What is asked:
Please copy the data below line for line, changing nothing.

··········

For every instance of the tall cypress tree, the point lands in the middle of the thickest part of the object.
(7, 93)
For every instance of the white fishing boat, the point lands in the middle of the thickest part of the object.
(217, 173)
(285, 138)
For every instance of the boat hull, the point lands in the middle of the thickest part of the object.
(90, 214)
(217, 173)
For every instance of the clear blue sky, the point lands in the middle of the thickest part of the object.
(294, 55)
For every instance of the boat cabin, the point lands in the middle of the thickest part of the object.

··········

Correct response:
For every instance of the tall cypress tree, the point lands in the middle of the thickest part of the object.
(7, 93)
For every instance of the white fishing boat, the point lands in the middle of the thickest part of the object.
(217, 173)
(285, 138)
For every instance of the boat hull, the point lands in the middle of the thickest part of the object.
(90, 214)
(217, 173)
For every instance of the clear blue sky, the point lands in the middle of the thickest part of the object.
(294, 55)
For every instance of the boat cabin, the point lands in the middle of the thickest part of the object.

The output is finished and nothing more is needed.